THE REQUEST: Both ends included, set down the lines from the line containing "If you could identify the green vegetation" through the last line of the records below, without pictures.

WORKING DATA:
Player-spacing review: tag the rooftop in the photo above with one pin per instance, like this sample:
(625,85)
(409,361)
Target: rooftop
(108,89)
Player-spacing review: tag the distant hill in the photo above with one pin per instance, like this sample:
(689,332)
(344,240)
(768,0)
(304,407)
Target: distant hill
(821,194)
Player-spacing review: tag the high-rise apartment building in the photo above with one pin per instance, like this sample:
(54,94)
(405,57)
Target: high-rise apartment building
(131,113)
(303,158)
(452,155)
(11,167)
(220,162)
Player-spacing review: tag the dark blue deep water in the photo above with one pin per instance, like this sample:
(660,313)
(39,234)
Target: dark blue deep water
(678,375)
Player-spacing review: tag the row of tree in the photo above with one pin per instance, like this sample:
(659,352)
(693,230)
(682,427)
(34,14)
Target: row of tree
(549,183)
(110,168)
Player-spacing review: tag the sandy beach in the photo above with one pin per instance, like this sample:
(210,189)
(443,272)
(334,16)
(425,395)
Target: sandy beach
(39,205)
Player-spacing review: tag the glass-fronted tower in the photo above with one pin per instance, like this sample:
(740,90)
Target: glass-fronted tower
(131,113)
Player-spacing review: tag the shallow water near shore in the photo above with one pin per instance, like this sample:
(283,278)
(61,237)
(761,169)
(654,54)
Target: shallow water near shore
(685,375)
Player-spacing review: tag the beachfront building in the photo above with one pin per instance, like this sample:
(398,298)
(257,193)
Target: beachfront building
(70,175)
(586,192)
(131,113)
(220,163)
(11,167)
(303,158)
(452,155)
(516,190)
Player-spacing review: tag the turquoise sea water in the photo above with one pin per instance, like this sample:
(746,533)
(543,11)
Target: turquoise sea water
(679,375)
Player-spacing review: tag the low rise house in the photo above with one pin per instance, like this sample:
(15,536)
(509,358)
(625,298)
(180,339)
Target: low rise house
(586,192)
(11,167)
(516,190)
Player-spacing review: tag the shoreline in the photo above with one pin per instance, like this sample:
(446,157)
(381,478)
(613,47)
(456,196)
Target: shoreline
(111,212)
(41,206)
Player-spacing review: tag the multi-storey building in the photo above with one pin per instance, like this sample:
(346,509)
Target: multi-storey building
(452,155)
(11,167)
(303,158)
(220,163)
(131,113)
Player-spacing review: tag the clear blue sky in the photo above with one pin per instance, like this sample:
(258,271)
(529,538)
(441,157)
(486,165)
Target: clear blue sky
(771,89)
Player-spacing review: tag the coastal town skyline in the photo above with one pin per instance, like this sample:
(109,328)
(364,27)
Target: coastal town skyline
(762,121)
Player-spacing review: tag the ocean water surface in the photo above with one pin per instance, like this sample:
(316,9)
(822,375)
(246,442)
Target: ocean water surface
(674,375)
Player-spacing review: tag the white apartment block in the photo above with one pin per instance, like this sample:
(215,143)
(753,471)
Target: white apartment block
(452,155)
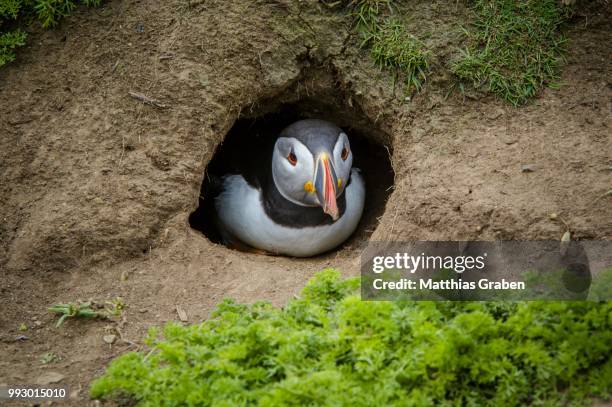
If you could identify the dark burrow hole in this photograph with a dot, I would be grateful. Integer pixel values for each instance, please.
(250, 133)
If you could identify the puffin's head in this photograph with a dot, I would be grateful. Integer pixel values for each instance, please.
(311, 164)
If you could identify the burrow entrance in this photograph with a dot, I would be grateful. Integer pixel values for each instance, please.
(255, 132)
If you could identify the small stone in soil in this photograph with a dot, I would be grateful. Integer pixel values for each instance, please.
(528, 168)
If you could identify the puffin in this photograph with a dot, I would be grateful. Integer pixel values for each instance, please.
(299, 198)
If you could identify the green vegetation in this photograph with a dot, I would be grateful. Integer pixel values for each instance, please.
(86, 310)
(330, 348)
(18, 12)
(515, 48)
(390, 44)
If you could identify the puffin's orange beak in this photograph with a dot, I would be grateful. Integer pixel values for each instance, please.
(326, 186)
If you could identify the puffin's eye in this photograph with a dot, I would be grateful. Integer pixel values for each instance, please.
(344, 153)
(292, 158)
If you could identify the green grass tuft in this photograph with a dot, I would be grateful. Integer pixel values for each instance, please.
(515, 48)
(330, 348)
(8, 42)
(47, 12)
(391, 45)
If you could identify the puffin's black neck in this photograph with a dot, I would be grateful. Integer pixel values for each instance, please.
(286, 213)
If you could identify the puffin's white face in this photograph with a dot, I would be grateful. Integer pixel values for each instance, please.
(312, 178)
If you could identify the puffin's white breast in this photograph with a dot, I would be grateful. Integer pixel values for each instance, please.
(241, 213)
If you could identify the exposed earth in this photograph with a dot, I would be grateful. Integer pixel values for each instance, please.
(96, 187)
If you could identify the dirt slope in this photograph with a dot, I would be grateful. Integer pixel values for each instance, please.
(96, 188)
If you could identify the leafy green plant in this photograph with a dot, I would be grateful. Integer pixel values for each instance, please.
(75, 310)
(8, 42)
(391, 45)
(49, 357)
(330, 348)
(515, 48)
(47, 12)
(114, 307)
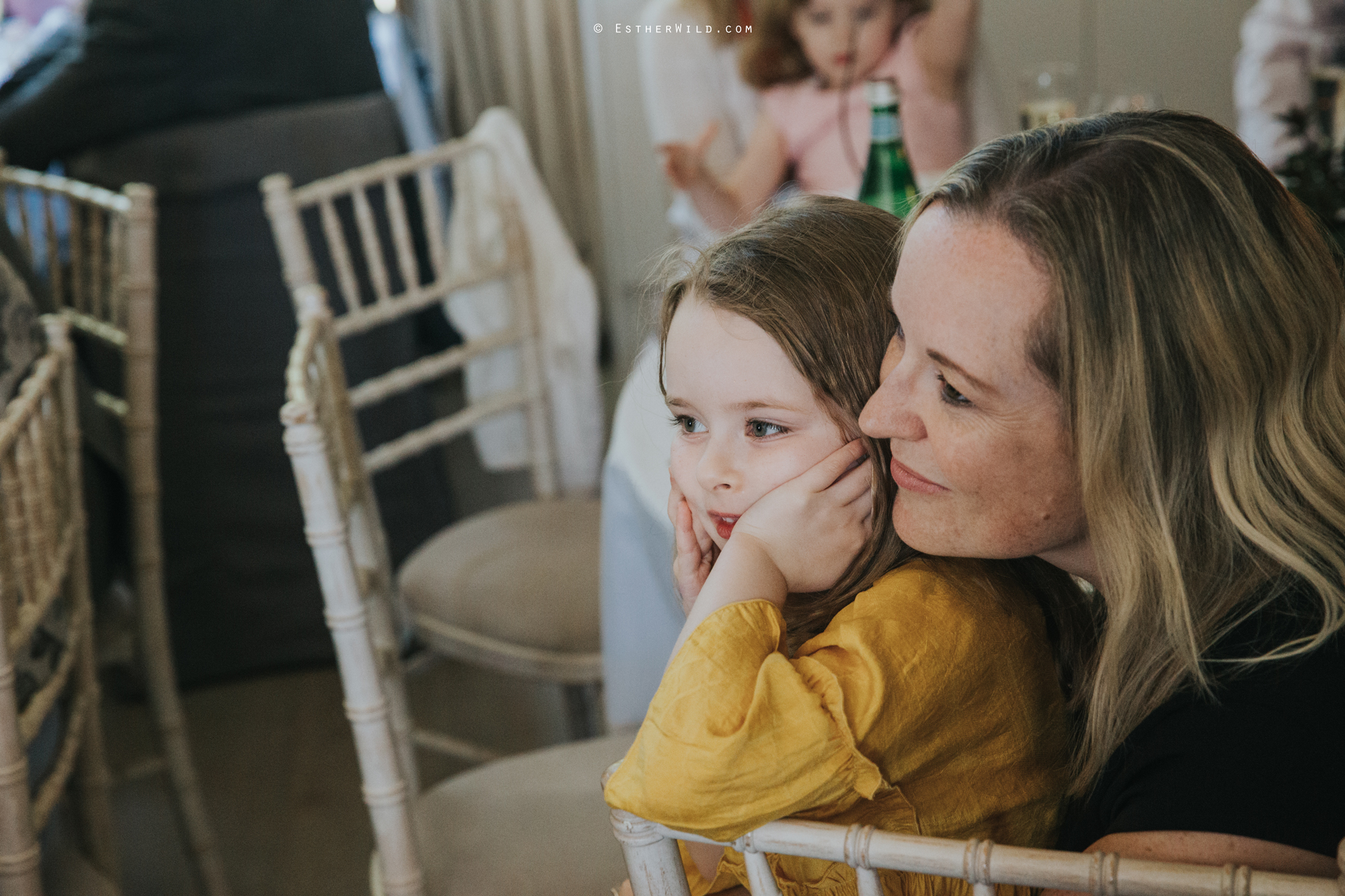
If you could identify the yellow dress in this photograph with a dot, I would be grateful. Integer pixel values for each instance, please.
(929, 706)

EXERCISE RESULT:
If you could identify the green vegetation in this photograph with a dot, I would be grateful. Integer pixel values for each instance, please.
(86, 310)
(330, 348)
(18, 12)
(515, 48)
(390, 44)
If you could identify the puffin's orange beak in this photograph with a dot, I would be grateful. Integer pixel values for each instance, please.
(326, 186)
If you could identify the puffin's eye in this photograph with a dot, I would be grateful. Integer pixel values for each instance, please.
(344, 153)
(292, 158)
If you could identify the green grass tuft in this photograph with a dot, I would be grateful. Integer pixel values for each instance, please.
(515, 48)
(330, 348)
(8, 42)
(47, 12)
(391, 45)
If you could identify the puffin's black neck in this photograph with a dot, I would be grateful. Integer pixel values for each instance, please.
(286, 213)
If you could identify the puffin's white face in this photograph with a dot, I would be grateful. Integer pixel values for each instance, please.
(312, 178)
If you could identify the puffin's white breast in this photograph with a dot, I would be grateful. Integer pixel values for each instance, please.
(241, 213)
If you could identify the exposed earth in this photograph with a dot, I would be grateful. Integer pixel values for each instance, please.
(96, 187)
If you could identify the dirt slope in this photograph with a dot, I would be grateful. Integer pixel values for each instance, please.
(96, 188)
If you could identify the leafy green plant in this photograph with a dot, I would be grateful. Integer pixel values for each instance, please.
(75, 310)
(8, 42)
(391, 45)
(49, 357)
(330, 348)
(515, 48)
(47, 12)
(114, 307)
If you could identify the yellow dress in this photograph with a dot, I would be grateful. Integer pixel values for each instance, please.
(929, 706)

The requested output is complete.